Nothing may be dropped or added when the entries below are copied.

::: DATA EXTRACTS

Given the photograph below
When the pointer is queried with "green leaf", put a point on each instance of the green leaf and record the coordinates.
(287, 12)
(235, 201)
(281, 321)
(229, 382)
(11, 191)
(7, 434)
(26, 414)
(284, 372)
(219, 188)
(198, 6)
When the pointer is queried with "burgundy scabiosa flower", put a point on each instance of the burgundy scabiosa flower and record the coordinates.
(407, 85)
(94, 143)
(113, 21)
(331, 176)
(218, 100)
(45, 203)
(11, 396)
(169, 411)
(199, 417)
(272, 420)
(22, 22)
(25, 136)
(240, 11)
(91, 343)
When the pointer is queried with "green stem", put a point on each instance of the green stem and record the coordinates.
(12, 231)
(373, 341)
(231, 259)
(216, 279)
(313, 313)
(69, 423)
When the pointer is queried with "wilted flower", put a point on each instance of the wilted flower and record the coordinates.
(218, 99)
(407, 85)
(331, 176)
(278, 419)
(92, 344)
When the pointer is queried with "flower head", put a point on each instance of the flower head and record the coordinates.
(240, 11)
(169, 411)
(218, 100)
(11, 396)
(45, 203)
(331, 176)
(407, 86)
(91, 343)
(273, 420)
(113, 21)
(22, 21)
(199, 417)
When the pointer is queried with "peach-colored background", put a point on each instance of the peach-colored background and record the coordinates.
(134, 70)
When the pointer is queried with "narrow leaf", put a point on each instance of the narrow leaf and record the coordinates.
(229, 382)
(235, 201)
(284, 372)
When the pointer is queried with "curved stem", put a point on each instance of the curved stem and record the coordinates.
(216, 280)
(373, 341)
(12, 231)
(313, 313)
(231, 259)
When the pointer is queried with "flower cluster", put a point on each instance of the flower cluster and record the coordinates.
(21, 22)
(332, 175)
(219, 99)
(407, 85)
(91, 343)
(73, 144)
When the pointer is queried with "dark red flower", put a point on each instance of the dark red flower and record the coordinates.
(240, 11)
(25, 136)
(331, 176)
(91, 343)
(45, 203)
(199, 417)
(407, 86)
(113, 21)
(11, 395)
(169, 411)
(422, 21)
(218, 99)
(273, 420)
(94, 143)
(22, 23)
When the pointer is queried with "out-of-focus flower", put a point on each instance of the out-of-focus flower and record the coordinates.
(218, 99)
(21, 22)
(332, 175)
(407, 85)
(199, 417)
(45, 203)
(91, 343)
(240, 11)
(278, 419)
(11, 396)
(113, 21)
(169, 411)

::::::

◆ ANSWER SECTION ◆
Given the photograph below
When the pointer is queried with "green leaf", put a point on each instance of the green leaf and record the coordinates.
(287, 12)
(235, 201)
(281, 321)
(229, 382)
(11, 191)
(7, 434)
(26, 414)
(284, 372)
(219, 188)
(198, 6)
When the pointer is queried with "burgundy scabiosa flower", put a point on each instance of the burgundy scabiosa flower and record the coordinates.
(407, 85)
(94, 143)
(113, 21)
(331, 176)
(218, 100)
(45, 203)
(11, 396)
(169, 411)
(199, 417)
(272, 420)
(22, 22)
(25, 136)
(240, 11)
(91, 343)
When the pointer is queried with "green stem", put a point on each instance of the green stem and record the coordinates.
(12, 231)
(373, 341)
(231, 259)
(216, 279)
(313, 313)
(69, 423)
When the pointer is queried with "wilted flower", put a point on each instance of the wilted flower and record the coordinates.
(218, 99)
(407, 85)
(331, 176)
(278, 419)
(92, 344)
When the pointer is queried with "flower head", put a point on each instance of the flower head and record the coordinates.
(240, 11)
(169, 411)
(218, 100)
(11, 396)
(45, 203)
(331, 176)
(407, 86)
(91, 343)
(273, 420)
(113, 21)
(22, 21)
(199, 417)
When the pointer is queried with "peach-colored background", put a point on each instance of the peach-colored background and record the coordinates.
(134, 70)
When the pointer is queried with "narrow leaf", put a point on each instance of the narrow leaf and record the coordinates.
(229, 382)
(235, 201)
(284, 372)
When the pointer is queried with "curved stem", put a point on each instance of the curved stem and record the coordinates.
(216, 280)
(373, 341)
(12, 231)
(313, 313)
(231, 259)
When the pointer is queried with "flower cluster", put a point on each instance of the flower cluster and record the coordinates.
(21, 22)
(332, 175)
(219, 99)
(407, 85)
(91, 343)
(73, 144)
When the pointer is queried with "dark red flower", put a point on each instance of the dark red flower and record the coordinates.
(240, 11)
(25, 136)
(331, 176)
(91, 343)
(45, 203)
(199, 417)
(407, 86)
(113, 21)
(11, 395)
(169, 411)
(422, 21)
(218, 99)
(273, 420)
(94, 143)
(22, 23)
When the pointer is queried with "out-of-focus flower", put a point on each instance of the out-of-focus flower and record the coordinates.
(218, 99)
(21, 22)
(332, 175)
(407, 85)
(199, 417)
(45, 203)
(91, 343)
(240, 11)
(278, 419)
(11, 396)
(113, 21)
(169, 411)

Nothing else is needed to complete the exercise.